Hand back each record exactly as you find it.

[Dataset entries]

*** Block opens ***

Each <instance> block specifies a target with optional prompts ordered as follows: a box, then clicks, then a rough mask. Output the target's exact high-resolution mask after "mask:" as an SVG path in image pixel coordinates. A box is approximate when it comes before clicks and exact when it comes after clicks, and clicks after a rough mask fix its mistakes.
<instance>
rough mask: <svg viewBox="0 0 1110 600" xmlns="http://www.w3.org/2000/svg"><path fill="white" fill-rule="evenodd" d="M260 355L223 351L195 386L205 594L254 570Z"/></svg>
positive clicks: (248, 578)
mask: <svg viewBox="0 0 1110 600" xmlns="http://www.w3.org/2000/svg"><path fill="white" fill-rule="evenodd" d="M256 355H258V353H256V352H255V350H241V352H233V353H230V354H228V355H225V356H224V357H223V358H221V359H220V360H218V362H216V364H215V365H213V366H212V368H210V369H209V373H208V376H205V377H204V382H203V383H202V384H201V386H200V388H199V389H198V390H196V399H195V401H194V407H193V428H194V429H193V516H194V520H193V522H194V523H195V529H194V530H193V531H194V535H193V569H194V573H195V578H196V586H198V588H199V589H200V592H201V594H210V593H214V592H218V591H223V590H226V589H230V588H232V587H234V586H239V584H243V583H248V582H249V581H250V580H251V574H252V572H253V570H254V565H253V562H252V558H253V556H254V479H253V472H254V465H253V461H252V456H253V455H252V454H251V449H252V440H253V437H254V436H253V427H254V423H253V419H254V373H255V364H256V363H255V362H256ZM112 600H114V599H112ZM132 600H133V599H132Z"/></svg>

*** Block closes ***

**SOLUTION TO THIS PROBLEM:**
Each <instance> block specifies a target with optional prompts ordered as follows: a box, then clicks, then a rough mask. Output the target's exact high-resolution mask after "mask:" as an SVG path in image pixel coordinates. A box is approximate when it comes before clicks and exact when it comes after clicks, and clicks after a rough mask fix its mistakes.
<instance>
rough mask: <svg viewBox="0 0 1110 600" xmlns="http://www.w3.org/2000/svg"><path fill="white" fill-rule="evenodd" d="M260 355L223 351L195 386L205 594L254 570Z"/></svg>
positive clicks: (248, 578)
mask: <svg viewBox="0 0 1110 600" xmlns="http://www.w3.org/2000/svg"><path fill="white" fill-rule="evenodd" d="M256 355H258V353H256V352H255V350H241V352H233V353H230V354H228V355H225V356H224V357H223V358H221V359H220V360H218V362H216V364H215V365H213V366H212V368H210V369H209V373H208V376H205V377H204V382H203V383H202V384H201V386H200V388H199V389H198V390H196V399H195V401H194V407H193V428H194V429H193V516H194V520H193V522H194V523H195V529H194V530H193V531H194V535H193V569H194V573H195V578H196V586H198V588H199V589H200V592H201V594H210V593H214V592H218V591H223V590H226V589H230V588H232V587H234V586H239V584H243V583H248V582H249V581H250V580H251V574H252V572H253V570H254V565H253V562H252V558H253V556H254V479H253V472H254V465H253V461H252V456H253V455H252V454H251V449H252V440H253V437H254V436H253V427H254V423H253V419H254V373H255V364H256V363H255V362H256ZM112 600H114V599H112ZM132 600H133V599H132Z"/></svg>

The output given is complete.